• [Task objective]: Type out each record word for word. Pictures stay out.

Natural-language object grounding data
......

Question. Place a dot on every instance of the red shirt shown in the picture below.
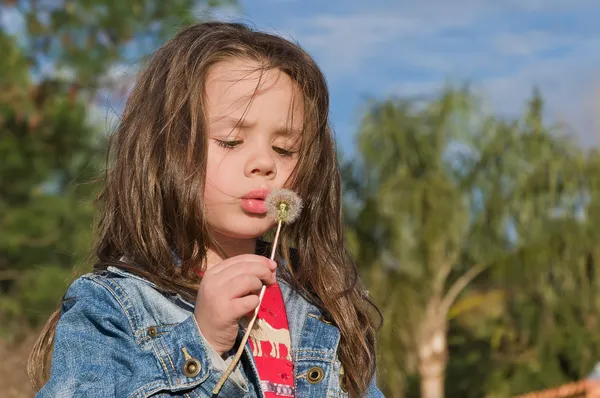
(271, 346)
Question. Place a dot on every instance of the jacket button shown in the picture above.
(191, 367)
(315, 375)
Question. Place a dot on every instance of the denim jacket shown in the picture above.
(118, 336)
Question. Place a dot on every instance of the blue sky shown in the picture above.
(378, 48)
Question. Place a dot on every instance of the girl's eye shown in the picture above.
(284, 152)
(228, 144)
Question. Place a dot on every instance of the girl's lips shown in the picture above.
(254, 206)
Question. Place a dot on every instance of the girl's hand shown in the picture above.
(227, 292)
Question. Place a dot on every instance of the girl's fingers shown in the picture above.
(257, 270)
(244, 305)
(244, 258)
(243, 285)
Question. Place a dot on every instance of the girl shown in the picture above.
(222, 115)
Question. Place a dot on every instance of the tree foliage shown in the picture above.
(57, 56)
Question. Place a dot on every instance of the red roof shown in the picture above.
(579, 389)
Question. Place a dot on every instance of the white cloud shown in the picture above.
(504, 47)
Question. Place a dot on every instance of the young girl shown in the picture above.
(221, 116)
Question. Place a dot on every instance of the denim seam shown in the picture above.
(159, 356)
(142, 389)
(118, 298)
(126, 302)
(164, 349)
(173, 366)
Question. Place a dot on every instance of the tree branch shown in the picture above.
(458, 286)
(443, 272)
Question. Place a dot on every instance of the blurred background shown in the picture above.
(468, 138)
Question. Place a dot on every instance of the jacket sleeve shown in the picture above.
(98, 354)
(373, 391)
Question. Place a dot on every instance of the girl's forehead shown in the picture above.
(239, 87)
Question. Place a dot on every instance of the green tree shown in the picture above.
(56, 61)
(445, 195)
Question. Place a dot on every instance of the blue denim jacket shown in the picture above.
(120, 337)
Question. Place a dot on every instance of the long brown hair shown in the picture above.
(152, 197)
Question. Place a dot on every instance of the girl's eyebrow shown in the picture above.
(245, 124)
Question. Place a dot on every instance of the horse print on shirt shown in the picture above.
(263, 332)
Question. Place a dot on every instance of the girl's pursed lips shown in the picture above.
(257, 194)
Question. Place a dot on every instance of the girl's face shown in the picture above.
(254, 121)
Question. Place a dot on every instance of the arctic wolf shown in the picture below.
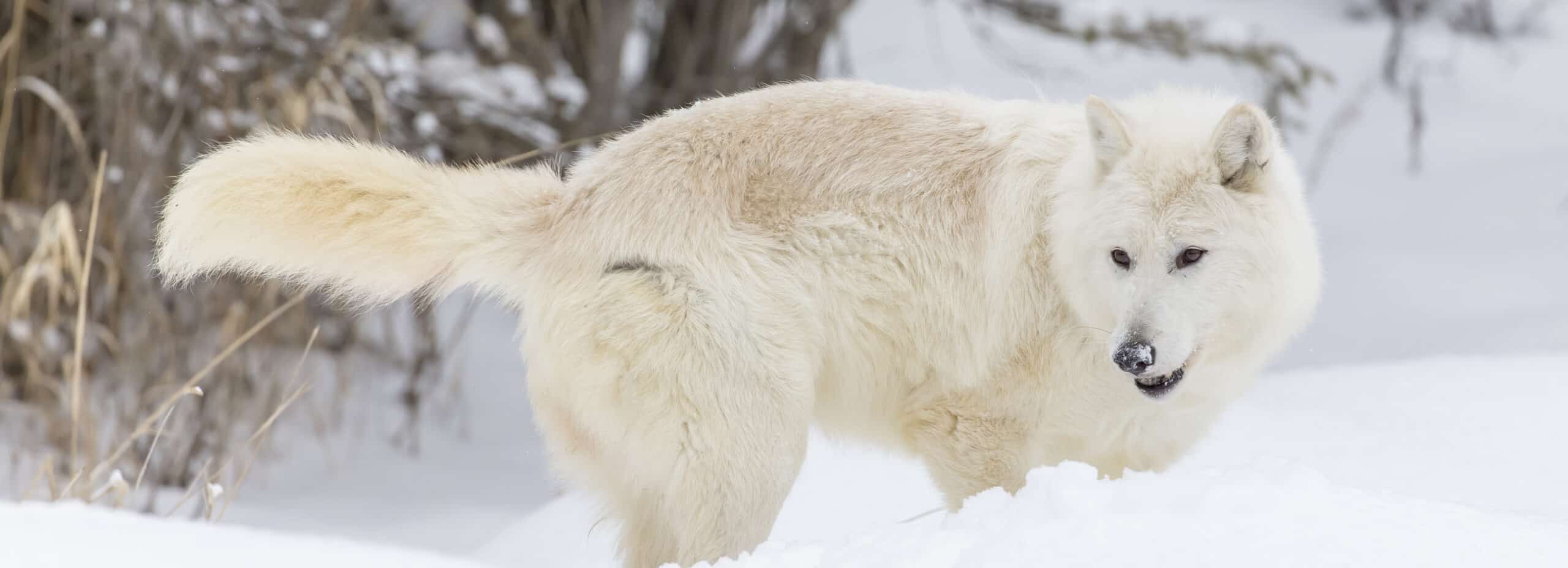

......

• [Response below]:
Question. Place a dot on every instance of the red shirt shown in the picture below.
(271, 346)
Question. Place a dot on every instance of the jacket button shown in the picture above.
(191, 367)
(315, 375)
Question. Place a dot on every instance of the denim jacket shown in the picture above.
(118, 336)
Question. Place a dot on every instance of the blue sky shown in the picture above.
(378, 48)
Question. Place a dot on every instance of the girl's eye shown in the picture above.
(284, 152)
(228, 144)
Question. Place a dot on every instance of the girl's lips shown in the picture above.
(254, 206)
Question. Place a dot on every instance of the girl's hand shown in the picture above.
(227, 292)
Question. Place a dot on every instance of the girl's fingers shown in the picture above.
(257, 270)
(244, 305)
(244, 258)
(243, 285)
Question. Place a dot on every instance of the girl shown in the picture above.
(222, 115)
Question. Place a dot on every instance of the tree foliage shown in the picture above.
(57, 56)
Question. Place a dot on every instance of the red roof shown in the picture above.
(579, 389)
Question. Place a dot on every instance of the white cloud shown in the picture above.
(504, 47)
Question. Place a dot on every instance of the young girl shown in the picture above.
(221, 116)
Question. Place a dot on every instance of the denim seam shown in the picture above.
(159, 356)
(142, 389)
(118, 298)
(126, 302)
(164, 349)
(173, 366)
Question. Place a dot on every instance of the tree branch shown in the picture above.
(458, 286)
(443, 272)
Question. Place a dot on every instance of the blurred background shown in the picture above.
(468, 138)
Question. Place a dot on every instance of the jacket sleeve shown in the picture above.
(98, 354)
(373, 391)
Question. Place a dot on every instance of the girl's forehead shown in the picture above.
(239, 87)
Question. Place a dot on every instance of the green tree shown in the picture above.
(56, 61)
(445, 195)
Question. Place a dot on every instance of the blue denim jacket shown in the picture above.
(120, 337)
Question. Place a dot on every instance of the long brown hair shown in the picture above.
(152, 197)
Question. Place a dot on every instance of the girl's eyebrow shown in the picture above.
(245, 124)
Question. Place a dot on every instance of the horse print on shirt shown in the picture above.
(263, 332)
Question. Place a dot on every instance of the girl's pursed lips shown in the picture above.
(257, 194)
Question. Place a dot on every instance of the girl's face shown in the picture above.
(254, 121)
Question. Place a dot on every instance of the arctic wolf shown in the picture below.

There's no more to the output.